Catch Me If You Can 2

Par Élodie François
Si le cinéma abonde de premières fois où se révèlent à la lueur d’une chandelle les tendances sexuelles des uns et des autres, il faut reconnaître que pour I Love You Phillip Morris les cinéastes Glenn Ficarra et John Requa s’en passent. Car depuis les cinq dernières années, le discours sur l’homosexualité a changé. Là où la révélation était une confidence désastreuse pour la vie de ceux qui s’en voyaient gardiens (rappelez-vous de Brokeback Mountain), elle se change ici en aléas. Oui, aujourd’hui la vie est faite de cocufiages pardonnés, de divorces à l’amiable, et surtout de nouvelles expériences dont il serait dommage de se priver.

Que sa sortie ait été aussi retardée nous aura permis d’apprendre ce qu’il est difficile d’omettre lorsque l’on tente de qualifier ce film. I Love You Phillip Morris est en fait un Catch Me If You Can gay, la sincérité et la justesse de DiCaprio en moins. Bien sûr, c’est une version plutôt potache et décalée de son très respecté et très élégant aîné. Tiré d’une histoire vraie, « vraie de vraie » comme nous le signale la brève motion à l’ouverture, le film retrace les exploits de Steven Russell (Jim Carrey), un ancien flic marié et père de famille, qui, au lendemain d’un grave accident de voiture, décide d’assumer son homosexualité alors secrètement gardée. Mais voilà, être gay à un prix - au sens propre du terme - particulièrement élevé. Accumulant les fausses identités et les tours de passe-passe financiers, Russell se fera arrêter non sans mal et condamner à purger une peine de prison au cours de laquelle il fera la connaissance de Phillip Morris (Ewan McGregor), rien de moins que l’homme de sa vie.

Quelque part entre la comédie de moeurs et le slapstick échevelé un peu passé de mode, l’exercice bascule entre une vulgarisation de l’histoire et une histoire vulgaire. L’homosexualité n’étant plus réellement un problème dans le cinéma de l’après Brokeback Mountain, nul besoin de lubrifiant pour faire passer au spectateur les idées les plus cocasses. De la déclaration d’amour invraisemblablement soudaine dans les rayons de la bibliothèque carcérale à la scène de fornication particulièrement explicite, I Love You Phillip Morris ne cesse de jongler maladroitement entre la caricature burlesque et la comédie sentimentale. Un déséquilibre qui trouve sa source dans le jeu toujours plus cabotin de Jim Carrey et dans la mise en scène émancipée à plus d’une reprise de ses fonctions narratives - la personnalité de Carrey finissant, comme toujours, par triompher de la personnalité de la mise en scène. Un essoufflement qui opère dès l’entrée en jeu de Phillip Morris et qui laisse entendre que les sentiments qui unissent réellement ces deux hommes ne sont jamais complètement assumés par les cinéastes.

PETIT EXERCICE | Pouvez-vous modifier la critique du film en recopiant tout ce qui va de « Par Élodie François » jusqu'à « de se priver. », avec « cocufiages » remplacé par « infidélités » ? Les enregistrements proviennent d'une autre source.

ENREGISTREMENTS LISTÉS |
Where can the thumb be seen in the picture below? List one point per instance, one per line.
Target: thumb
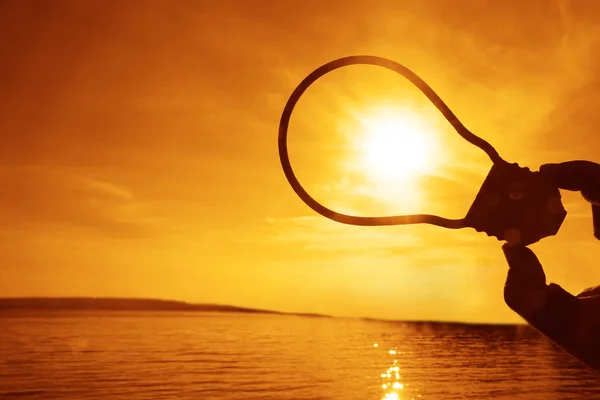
(525, 288)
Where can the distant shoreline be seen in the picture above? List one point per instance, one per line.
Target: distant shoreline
(43, 304)
(126, 304)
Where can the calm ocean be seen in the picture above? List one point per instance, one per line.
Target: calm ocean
(173, 355)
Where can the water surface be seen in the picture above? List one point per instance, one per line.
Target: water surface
(183, 355)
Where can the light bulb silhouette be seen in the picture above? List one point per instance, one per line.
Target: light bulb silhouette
(513, 204)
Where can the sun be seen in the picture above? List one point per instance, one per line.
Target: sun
(396, 145)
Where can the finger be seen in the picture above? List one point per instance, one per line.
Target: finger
(525, 288)
(583, 176)
(525, 270)
(596, 220)
(593, 291)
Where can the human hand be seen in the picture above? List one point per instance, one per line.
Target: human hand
(573, 322)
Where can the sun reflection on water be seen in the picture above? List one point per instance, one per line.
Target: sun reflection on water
(391, 385)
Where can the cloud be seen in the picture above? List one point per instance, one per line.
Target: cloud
(50, 198)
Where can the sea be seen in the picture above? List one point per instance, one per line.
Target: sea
(80, 355)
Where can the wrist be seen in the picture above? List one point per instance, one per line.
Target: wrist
(557, 314)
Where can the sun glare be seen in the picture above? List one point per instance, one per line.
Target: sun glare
(396, 145)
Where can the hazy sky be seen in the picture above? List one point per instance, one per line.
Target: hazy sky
(138, 152)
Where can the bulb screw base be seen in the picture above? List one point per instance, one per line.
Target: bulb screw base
(516, 205)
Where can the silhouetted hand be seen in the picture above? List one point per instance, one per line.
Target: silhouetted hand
(572, 322)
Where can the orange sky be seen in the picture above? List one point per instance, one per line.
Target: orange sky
(139, 156)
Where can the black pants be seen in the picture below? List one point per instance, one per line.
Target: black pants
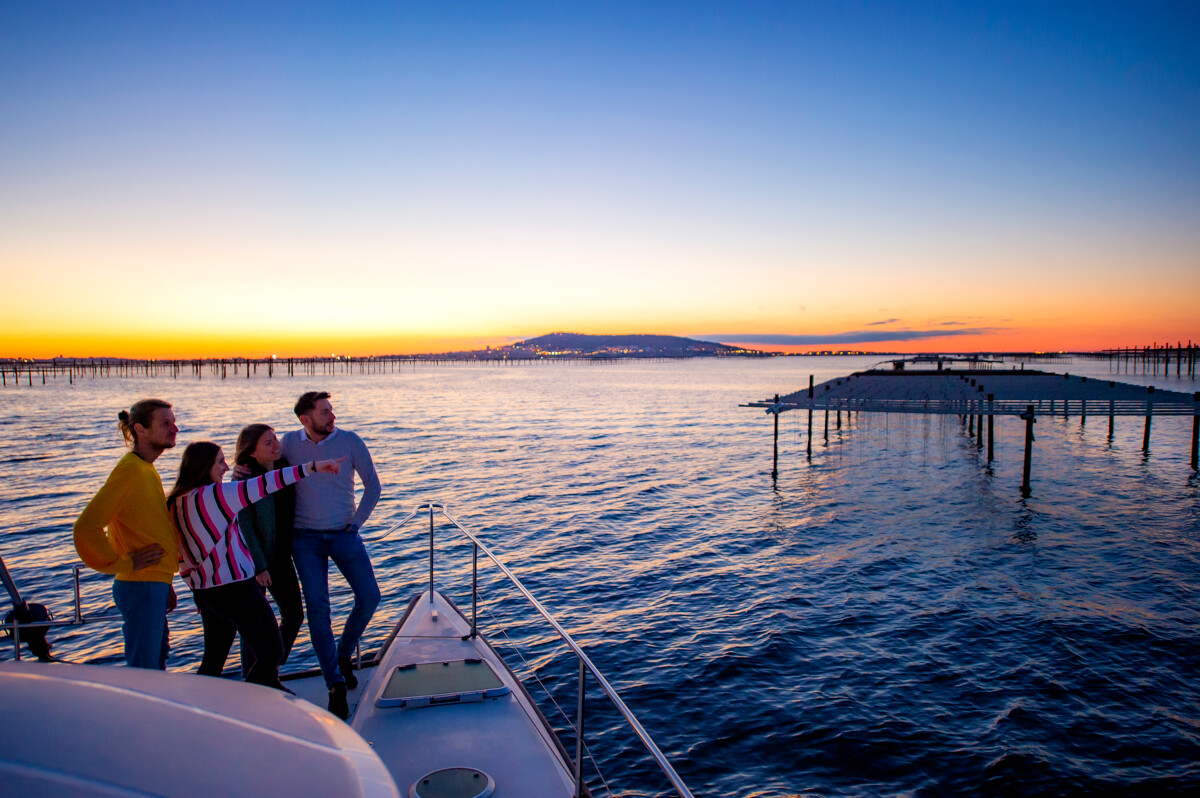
(286, 591)
(240, 609)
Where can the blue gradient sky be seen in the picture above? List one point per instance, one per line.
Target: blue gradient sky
(210, 178)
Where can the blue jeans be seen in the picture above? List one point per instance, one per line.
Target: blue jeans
(143, 607)
(311, 552)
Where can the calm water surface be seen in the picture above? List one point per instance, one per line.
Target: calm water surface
(887, 618)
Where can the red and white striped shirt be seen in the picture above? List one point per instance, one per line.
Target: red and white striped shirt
(211, 547)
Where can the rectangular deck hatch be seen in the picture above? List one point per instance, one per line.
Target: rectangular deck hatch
(429, 684)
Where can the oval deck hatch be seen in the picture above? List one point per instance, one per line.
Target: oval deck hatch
(454, 783)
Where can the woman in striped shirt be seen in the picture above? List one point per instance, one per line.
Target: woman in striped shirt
(216, 563)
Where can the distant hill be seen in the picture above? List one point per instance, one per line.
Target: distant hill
(577, 345)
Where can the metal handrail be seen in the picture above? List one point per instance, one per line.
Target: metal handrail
(586, 663)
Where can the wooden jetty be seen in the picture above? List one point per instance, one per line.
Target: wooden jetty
(30, 371)
(976, 389)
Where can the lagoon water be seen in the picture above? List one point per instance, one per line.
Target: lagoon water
(887, 618)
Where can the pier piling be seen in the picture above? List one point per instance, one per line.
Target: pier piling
(774, 461)
(1026, 491)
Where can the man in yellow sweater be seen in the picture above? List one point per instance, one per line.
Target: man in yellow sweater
(126, 531)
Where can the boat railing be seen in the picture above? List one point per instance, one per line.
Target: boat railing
(13, 628)
(585, 663)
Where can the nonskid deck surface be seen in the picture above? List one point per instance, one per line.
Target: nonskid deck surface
(504, 736)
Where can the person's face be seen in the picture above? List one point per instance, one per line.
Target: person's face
(162, 430)
(219, 467)
(321, 418)
(267, 451)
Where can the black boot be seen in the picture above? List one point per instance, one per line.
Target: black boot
(346, 665)
(337, 701)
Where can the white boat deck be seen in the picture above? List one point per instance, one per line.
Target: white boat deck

CORRIGÉ |
Par Élodie François
Si le cinéma abonde de premières fois où se révèlent à la lueur d’une chandelle les tendances sexuelles des uns et des autres, il faut reconnaître que pour I Love You Phillip Morris les cinéastes Glenn Ficarra et John Requa s’en passent. Car depuis les cinq dernières années, le discours sur l’homosexualité a changé. Là où la révélation était une confidence désastreuse pour la vie de ceux qui s’en voyaient gardiens (rappelez-vous de Brokeback Mountain), elle se change ici en aléas. Oui, aujourd’hui la vie est faite de infidélités pardonnés, de divorces à l’amiable, et surtout de nouvelles expériences dont il serait dommage de se priver.